## start Page excerpt

14A:11-4. TERMINATION OF RIGHT OF SHAREHOLDER TO BE PAID THE FAIR VALUE OF HIS
SHARES

     (1) The right of a dissenting shareholder to be paid the fair value of his
shares under this Chapter shall cease if

     (a) he has failed to present his certificates for notation as provided by
subsection 14A:11-2(6), unless a court having jurisdiction, for good and
sufficient cause shown, shall otherwise direct;

     (b) his demand for payment is withdrawn with the written consent of the
corporation;

     (c) the fair value of the shares is not agreed upon as provided in this
Chapter and no action for the determination of fair value by the Superior Court
is commenced within the time provided in this Chapter;

     (d) the Superior Court determines that the shareholder is not entitled to
payment for his shares;

     (e) the proposed corporate action is abandoned or rescinded; or


                                       4


     (f) a court having jurisdiction permanently enjoins or sets aside the
corporate action.

## end Page excerpt
## start Information shown

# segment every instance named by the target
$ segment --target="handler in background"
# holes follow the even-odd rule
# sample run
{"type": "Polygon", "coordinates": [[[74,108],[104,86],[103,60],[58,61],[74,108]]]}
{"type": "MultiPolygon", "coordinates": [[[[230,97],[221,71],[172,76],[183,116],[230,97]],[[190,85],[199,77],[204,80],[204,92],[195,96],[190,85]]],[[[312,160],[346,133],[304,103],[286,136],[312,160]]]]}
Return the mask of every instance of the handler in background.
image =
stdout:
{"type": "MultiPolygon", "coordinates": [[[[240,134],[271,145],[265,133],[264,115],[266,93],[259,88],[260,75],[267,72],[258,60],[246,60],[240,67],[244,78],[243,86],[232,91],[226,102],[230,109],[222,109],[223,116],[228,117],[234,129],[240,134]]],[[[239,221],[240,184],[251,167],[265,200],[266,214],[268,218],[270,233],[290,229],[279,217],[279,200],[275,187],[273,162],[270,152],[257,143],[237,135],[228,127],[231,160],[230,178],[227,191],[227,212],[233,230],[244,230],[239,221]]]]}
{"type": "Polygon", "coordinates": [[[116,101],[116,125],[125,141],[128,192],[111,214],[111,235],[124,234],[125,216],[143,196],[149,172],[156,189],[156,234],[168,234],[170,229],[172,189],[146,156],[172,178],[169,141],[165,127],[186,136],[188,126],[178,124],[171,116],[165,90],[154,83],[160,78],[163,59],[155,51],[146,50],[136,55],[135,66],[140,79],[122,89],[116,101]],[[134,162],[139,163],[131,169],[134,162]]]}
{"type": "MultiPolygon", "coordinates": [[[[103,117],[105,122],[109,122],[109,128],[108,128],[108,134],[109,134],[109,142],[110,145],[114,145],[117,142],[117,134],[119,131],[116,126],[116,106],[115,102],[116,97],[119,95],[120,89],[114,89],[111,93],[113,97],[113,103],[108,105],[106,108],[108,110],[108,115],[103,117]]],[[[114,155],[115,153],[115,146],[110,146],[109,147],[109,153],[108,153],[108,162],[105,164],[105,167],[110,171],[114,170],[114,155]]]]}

## end Information shown

Tasks and exercises:
- 1) Under the statute excerpt, which court's action for determining fair value must be commenced within the time the Chapter provides?
- 2) From the statute excerpt, print the stretch from "(e) the proposed" through "corporate action.".

Answers:
- 1) The Superior Court.

- 2)
(e) the proposed corporate action is abandoned or rescinded; or


                                       4


     (f) a court having jurisdiction permanently enjoins or sets aside the
corporate action.